#### TASK TO CARRY OUT:
Please write out the complete listing that follows, exactly as it reads.

-*-

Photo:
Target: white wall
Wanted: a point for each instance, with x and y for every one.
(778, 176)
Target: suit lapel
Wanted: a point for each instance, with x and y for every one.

-*-

#### SOLUTION TO THIS EXERCISE:
Photo:
Target: white wall
Wanted: a point for each instance, with x and y for every one.
(778, 176)
Target: suit lapel
Wanted: a point for each instance, with x and y for every one.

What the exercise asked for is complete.